What you have to do
Retype the records below verbatim, starting at the line with "Target: sunset sky" and continuing through the last line of the records.

[Coordinate annotation records]

>>>

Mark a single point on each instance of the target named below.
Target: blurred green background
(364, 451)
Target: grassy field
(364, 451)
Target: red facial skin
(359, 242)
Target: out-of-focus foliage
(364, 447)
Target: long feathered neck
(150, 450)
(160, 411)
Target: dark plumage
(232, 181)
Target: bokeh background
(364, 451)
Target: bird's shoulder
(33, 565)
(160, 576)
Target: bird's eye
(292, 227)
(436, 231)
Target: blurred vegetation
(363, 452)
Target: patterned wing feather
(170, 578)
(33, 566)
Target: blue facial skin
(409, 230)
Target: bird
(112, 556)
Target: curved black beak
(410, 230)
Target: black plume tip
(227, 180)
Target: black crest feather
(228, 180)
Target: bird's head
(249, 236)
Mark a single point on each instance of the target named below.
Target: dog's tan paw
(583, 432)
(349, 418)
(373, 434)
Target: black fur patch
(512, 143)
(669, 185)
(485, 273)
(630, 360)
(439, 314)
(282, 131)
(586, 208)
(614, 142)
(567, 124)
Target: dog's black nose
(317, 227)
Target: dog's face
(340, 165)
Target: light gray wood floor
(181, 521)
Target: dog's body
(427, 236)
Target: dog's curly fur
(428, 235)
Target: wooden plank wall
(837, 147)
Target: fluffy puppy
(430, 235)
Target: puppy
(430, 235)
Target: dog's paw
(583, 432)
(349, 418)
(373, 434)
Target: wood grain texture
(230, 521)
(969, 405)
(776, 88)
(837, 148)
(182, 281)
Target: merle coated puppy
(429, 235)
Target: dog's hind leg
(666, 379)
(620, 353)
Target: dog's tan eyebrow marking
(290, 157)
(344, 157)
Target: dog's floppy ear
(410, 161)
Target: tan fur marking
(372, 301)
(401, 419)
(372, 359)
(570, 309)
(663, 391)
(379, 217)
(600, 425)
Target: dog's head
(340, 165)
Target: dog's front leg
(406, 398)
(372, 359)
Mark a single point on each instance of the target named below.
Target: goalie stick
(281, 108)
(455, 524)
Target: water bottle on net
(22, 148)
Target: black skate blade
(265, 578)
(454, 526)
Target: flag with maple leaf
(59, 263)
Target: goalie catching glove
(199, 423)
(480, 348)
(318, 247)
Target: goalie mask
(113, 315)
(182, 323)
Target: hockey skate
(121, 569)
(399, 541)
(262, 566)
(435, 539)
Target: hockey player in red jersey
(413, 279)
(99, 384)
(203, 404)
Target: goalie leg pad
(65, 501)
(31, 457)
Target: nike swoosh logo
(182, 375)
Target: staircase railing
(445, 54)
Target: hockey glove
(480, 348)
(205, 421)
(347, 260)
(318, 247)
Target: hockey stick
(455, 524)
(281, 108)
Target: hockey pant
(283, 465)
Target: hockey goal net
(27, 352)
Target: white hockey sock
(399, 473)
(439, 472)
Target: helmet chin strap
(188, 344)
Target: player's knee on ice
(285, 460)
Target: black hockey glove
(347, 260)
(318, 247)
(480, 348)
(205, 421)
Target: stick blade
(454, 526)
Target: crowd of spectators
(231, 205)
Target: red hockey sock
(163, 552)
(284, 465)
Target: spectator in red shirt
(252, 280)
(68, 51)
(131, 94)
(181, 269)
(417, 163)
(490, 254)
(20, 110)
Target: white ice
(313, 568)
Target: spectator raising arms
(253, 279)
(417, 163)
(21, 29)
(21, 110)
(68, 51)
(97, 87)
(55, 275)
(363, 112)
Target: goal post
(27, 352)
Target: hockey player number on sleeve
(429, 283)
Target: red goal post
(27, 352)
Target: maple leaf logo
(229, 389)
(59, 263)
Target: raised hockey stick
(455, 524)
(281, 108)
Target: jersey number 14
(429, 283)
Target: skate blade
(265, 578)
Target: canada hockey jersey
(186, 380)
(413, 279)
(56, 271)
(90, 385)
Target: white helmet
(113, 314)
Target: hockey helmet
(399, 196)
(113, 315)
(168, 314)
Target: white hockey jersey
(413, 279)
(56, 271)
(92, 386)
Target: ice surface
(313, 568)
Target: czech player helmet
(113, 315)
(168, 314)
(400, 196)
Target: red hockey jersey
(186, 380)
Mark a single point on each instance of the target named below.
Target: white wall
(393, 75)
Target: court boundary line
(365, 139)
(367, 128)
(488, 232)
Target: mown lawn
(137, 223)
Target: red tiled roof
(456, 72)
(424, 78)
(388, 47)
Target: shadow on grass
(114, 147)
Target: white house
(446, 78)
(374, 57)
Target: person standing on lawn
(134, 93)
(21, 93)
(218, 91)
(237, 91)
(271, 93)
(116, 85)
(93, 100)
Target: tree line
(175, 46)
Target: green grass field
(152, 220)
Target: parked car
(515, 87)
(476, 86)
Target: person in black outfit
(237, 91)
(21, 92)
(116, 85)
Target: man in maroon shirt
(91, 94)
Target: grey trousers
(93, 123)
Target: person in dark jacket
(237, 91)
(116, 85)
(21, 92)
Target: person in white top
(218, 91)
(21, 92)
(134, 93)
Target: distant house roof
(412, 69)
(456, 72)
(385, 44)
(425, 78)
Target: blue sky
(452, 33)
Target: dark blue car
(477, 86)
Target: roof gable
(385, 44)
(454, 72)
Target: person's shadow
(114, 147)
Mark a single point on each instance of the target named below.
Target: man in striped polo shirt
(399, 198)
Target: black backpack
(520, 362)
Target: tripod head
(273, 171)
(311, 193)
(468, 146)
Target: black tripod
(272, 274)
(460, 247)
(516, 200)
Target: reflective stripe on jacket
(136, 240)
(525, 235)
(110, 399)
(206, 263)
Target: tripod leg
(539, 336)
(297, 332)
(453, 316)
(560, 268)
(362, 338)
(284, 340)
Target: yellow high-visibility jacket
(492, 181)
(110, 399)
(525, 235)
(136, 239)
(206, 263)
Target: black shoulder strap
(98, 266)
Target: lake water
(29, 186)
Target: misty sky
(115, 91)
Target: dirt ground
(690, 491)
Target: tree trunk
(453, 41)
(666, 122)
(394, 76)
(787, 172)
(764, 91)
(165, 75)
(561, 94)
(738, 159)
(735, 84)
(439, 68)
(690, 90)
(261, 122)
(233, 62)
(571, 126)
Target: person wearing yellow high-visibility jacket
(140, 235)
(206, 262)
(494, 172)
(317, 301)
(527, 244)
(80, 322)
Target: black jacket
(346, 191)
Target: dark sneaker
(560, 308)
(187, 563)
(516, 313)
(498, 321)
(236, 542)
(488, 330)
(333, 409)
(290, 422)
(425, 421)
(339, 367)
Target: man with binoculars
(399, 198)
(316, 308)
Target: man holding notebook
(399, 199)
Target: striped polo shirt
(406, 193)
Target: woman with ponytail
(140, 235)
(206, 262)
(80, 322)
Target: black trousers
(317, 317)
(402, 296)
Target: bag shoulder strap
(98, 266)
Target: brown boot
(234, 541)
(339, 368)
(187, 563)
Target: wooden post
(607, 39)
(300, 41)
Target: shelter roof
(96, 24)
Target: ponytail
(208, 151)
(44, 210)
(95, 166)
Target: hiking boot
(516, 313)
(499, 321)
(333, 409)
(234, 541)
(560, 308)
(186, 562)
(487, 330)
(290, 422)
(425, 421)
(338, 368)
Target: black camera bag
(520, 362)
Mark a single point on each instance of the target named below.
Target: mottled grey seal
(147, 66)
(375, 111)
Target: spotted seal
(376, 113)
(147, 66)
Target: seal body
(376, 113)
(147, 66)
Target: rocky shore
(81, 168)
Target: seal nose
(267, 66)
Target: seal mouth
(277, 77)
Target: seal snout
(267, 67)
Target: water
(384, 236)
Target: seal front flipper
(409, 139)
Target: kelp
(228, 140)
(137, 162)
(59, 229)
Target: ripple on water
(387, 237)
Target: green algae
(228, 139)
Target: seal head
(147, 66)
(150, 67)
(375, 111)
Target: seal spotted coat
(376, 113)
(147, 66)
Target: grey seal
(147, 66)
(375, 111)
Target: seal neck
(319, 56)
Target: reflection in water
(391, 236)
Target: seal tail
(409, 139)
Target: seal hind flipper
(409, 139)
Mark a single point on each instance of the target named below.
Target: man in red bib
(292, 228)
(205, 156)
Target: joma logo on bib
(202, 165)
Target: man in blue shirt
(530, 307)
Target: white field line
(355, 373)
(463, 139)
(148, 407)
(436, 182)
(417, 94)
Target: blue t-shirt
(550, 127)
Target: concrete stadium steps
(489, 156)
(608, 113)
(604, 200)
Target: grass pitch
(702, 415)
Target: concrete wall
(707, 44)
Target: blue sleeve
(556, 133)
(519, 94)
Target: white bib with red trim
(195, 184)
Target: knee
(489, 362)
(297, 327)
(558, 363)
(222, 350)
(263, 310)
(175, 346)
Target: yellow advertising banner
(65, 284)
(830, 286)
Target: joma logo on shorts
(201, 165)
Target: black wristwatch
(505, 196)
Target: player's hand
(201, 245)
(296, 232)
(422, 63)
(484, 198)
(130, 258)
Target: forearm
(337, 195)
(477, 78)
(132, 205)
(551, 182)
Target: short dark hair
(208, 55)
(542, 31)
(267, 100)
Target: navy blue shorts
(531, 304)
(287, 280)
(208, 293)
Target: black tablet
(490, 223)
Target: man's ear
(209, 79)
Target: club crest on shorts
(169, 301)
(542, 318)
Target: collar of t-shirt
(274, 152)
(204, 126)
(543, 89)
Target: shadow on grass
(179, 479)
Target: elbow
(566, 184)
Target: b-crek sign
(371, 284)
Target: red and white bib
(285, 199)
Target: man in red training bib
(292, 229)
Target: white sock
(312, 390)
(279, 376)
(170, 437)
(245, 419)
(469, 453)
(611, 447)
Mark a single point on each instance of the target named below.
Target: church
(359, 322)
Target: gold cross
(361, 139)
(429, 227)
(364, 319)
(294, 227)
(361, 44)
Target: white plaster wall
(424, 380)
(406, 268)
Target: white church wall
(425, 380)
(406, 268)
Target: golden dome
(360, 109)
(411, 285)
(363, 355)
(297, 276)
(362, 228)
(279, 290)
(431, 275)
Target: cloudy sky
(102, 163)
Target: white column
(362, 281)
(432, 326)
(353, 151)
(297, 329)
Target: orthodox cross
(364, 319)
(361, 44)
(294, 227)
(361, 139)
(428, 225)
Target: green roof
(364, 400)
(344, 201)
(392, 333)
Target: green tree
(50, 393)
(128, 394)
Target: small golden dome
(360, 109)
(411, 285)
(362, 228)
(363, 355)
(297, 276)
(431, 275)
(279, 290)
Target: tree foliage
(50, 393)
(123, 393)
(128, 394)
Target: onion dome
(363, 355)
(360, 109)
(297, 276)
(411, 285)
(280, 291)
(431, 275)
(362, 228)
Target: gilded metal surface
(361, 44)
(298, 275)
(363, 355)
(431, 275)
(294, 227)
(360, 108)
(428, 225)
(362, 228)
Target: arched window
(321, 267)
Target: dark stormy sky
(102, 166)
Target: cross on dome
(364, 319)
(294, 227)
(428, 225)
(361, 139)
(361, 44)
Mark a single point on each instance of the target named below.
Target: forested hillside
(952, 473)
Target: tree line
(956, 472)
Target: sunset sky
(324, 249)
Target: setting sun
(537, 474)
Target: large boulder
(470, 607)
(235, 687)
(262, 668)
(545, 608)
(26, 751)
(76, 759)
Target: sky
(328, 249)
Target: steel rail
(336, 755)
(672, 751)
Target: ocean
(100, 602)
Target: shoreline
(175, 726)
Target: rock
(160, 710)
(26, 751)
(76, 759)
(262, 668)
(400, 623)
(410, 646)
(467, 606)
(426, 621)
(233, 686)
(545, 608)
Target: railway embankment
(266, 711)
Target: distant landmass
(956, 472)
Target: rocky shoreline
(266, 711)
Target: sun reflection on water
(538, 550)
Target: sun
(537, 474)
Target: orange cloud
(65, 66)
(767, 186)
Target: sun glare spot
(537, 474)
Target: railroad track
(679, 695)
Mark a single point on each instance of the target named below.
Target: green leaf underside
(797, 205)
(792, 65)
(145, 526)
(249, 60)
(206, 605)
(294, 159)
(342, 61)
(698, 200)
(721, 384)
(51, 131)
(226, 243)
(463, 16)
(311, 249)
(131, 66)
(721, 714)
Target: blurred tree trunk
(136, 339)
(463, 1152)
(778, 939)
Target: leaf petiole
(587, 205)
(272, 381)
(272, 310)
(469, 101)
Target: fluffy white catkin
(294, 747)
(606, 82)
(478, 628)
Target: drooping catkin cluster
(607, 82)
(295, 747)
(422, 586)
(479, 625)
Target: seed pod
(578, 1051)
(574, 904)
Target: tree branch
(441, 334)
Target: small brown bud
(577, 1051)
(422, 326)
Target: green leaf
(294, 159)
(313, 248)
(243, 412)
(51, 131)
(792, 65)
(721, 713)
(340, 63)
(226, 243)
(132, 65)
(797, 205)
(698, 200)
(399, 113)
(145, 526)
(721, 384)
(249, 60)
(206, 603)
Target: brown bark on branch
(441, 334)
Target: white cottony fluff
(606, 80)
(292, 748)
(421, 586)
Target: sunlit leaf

<<<

Written response
Target: sunset sky
(324, 249)
Target: setting sun
(537, 474)
Target: large boulder
(470, 607)
(235, 687)
(262, 668)
(545, 608)
(26, 751)
(76, 759)
Target: sky
(328, 249)
Target: steel rail
(336, 755)
(672, 751)
Target: ocean
(100, 602)
Target: shoreline
(175, 726)
Target: rock
(160, 710)
(26, 751)
(76, 759)
(262, 668)
(400, 623)
(410, 646)
(467, 606)
(426, 621)
(233, 686)
(545, 608)
Target: railway embankment
(266, 711)
Target: distant landmass
(956, 472)
Target: rocky shoreline
(266, 711)
Target: sun reflection on water
(538, 550)
Target: sun
(537, 474)
Target: orange cloud
(65, 66)
(767, 186)
Target: sun glare spot
(537, 474)
Target: railroad track
(679, 695)
Mark a single point on each instance of the target named below.
Target: green leaf underside
(797, 205)
(792, 65)
(145, 526)
(249, 60)
(206, 605)
(294, 159)
(342, 61)
(698, 200)
(721, 384)
(51, 131)
(226, 243)
(463, 16)
(311, 249)
(131, 66)
(721, 714)
Target: blurred tree trunk
(136, 339)
(463, 1152)
(778, 939)
Target: leaf petiole
(587, 205)
(272, 381)
(272, 310)
(469, 101)
Target: fluffy white catkin
(294, 747)
(606, 82)
(478, 628)
Target: drooping catkin cluster
(607, 82)
(295, 747)
(422, 586)
(479, 625)
Target: seed pod
(578, 1051)
(574, 904)
Target: tree branch
(441, 334)
Target: small brown bud
(577, 1051)
(422, 326)
Target: green leaf
(294, 159)
(313, 248)
(243, 412)
(51, 131)
(792, 65)
(721, 713)
(340, 63)
(226, 243)
(132, 65)
(797, 205)
(698, 200)
(399, 113)
(145, 526)
(721, 384)
(249, 60)
(206, 603)
Target: brown bark on branch
(441, 334)
Target: white cottony fluff
(606, 80)
(292, 748)
(421, 586)
Target: sunlit leaf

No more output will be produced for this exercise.